TASK DETAILS — Within the listing below, how many lines feature the word "query"? Reply with only that number.

RAW DATA —
————————
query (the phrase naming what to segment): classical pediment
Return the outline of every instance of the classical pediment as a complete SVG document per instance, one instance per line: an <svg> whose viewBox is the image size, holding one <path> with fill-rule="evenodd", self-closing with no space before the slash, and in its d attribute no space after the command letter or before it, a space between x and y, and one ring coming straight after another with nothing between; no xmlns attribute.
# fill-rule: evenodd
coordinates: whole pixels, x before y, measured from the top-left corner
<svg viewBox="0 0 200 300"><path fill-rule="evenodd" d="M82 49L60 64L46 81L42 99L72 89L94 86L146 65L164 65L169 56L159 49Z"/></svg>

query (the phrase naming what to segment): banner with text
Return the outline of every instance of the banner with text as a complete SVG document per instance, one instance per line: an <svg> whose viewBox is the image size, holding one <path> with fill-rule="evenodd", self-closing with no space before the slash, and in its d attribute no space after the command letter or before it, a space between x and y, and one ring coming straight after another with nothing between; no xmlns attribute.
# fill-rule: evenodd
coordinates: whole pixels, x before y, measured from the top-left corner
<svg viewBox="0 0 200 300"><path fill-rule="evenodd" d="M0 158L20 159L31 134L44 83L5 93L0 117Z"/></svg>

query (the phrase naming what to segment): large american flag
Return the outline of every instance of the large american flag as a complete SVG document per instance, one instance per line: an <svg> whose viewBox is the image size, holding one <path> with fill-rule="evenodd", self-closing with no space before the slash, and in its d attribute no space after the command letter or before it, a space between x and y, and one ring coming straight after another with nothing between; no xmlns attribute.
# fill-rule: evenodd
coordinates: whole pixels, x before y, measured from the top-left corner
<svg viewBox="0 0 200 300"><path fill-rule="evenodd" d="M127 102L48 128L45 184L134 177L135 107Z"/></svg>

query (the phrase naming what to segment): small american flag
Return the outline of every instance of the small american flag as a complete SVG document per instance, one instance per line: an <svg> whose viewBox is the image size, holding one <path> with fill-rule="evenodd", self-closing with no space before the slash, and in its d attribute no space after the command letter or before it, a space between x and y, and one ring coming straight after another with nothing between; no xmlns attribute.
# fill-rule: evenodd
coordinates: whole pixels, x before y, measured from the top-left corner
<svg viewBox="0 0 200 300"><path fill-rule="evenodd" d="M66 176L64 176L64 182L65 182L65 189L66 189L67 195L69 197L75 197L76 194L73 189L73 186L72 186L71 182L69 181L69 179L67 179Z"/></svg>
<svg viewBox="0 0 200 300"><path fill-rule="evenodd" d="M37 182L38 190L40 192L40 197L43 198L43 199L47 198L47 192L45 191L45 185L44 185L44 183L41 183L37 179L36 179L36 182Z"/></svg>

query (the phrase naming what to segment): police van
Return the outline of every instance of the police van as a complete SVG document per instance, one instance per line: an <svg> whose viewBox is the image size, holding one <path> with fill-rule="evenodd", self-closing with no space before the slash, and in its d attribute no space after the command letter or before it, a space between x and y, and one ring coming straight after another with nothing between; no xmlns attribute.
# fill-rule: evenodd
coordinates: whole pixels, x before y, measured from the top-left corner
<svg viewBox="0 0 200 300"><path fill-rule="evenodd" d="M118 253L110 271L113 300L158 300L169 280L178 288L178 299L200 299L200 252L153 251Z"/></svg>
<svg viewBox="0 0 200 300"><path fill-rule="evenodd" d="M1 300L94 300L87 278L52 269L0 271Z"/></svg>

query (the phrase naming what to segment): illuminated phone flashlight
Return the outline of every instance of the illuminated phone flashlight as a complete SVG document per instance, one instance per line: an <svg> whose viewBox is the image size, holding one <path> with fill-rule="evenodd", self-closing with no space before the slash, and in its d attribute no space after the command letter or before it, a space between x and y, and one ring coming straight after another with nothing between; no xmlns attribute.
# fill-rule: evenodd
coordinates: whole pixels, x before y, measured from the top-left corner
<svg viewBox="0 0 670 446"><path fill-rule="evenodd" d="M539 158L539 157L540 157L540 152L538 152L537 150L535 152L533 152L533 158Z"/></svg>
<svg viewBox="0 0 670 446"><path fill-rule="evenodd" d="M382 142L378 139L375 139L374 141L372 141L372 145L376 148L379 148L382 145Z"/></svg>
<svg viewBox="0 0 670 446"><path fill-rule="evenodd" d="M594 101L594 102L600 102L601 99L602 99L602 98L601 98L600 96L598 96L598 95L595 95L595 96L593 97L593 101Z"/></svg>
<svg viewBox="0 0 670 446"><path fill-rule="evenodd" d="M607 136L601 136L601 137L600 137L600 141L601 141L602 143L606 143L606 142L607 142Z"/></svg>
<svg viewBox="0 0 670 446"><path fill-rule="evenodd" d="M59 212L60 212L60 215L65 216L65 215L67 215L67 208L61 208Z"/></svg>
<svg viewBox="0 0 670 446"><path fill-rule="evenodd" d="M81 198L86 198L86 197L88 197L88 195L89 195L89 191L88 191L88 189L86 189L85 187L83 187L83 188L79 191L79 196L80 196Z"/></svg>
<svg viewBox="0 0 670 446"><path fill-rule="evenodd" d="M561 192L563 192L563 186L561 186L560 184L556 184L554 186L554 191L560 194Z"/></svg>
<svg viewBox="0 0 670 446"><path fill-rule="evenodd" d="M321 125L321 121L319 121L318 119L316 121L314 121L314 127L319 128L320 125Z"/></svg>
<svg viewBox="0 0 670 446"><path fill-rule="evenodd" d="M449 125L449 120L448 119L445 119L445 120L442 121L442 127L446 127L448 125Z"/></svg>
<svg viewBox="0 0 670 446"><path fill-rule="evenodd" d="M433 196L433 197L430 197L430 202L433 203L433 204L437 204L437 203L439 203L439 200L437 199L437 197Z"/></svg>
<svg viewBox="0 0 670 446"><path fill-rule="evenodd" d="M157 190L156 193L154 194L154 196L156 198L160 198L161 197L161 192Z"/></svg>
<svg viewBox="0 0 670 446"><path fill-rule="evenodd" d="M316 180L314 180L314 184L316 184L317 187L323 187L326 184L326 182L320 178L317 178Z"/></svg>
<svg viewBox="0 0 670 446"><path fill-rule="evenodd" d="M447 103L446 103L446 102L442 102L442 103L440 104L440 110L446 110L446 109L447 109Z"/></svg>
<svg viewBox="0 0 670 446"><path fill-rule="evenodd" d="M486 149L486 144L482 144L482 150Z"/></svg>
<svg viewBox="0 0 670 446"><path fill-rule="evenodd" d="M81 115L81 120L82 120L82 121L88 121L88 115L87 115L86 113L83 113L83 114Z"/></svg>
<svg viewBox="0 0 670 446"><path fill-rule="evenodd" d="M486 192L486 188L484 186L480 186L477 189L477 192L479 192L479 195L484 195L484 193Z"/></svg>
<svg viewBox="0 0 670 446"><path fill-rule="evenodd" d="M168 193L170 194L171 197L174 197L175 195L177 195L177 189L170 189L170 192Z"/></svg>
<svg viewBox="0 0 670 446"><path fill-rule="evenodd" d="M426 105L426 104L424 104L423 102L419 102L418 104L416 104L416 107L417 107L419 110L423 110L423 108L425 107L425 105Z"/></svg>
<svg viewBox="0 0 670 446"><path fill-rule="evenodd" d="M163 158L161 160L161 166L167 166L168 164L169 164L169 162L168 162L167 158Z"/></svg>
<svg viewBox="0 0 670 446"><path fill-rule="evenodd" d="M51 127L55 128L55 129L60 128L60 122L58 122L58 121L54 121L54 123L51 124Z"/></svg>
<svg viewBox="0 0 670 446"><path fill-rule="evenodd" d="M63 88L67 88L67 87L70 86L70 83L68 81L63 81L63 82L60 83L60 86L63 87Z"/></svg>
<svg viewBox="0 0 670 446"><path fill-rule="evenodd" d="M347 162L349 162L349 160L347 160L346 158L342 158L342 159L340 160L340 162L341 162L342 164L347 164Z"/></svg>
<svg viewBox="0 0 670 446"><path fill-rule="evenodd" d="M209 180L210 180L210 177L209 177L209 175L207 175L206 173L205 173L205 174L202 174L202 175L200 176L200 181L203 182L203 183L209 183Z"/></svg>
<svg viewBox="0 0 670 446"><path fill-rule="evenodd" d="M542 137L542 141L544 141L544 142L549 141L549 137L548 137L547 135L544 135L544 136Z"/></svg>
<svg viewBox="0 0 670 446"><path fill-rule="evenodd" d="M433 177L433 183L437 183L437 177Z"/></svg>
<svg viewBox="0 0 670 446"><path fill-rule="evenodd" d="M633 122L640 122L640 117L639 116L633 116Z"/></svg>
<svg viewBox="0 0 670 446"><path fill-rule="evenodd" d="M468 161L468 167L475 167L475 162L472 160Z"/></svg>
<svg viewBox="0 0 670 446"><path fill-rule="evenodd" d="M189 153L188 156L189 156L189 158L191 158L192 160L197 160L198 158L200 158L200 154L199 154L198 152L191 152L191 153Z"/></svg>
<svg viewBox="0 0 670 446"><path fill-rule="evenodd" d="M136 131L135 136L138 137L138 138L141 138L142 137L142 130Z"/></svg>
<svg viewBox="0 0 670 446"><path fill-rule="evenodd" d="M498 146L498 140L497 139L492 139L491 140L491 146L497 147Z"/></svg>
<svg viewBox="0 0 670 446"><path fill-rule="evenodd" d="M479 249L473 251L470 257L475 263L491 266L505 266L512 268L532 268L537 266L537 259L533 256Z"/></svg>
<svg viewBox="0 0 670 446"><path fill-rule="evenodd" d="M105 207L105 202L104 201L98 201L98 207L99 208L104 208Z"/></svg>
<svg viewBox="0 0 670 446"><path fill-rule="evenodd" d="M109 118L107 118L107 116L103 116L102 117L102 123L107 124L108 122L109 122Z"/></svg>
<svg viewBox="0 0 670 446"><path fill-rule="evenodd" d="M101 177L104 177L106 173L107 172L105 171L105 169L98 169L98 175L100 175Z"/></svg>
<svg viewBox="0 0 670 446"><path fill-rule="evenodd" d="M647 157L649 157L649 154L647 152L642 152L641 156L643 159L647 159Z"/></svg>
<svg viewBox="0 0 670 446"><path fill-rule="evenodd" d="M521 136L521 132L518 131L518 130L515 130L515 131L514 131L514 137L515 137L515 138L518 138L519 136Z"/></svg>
————————
WORKED SOLUTION — 6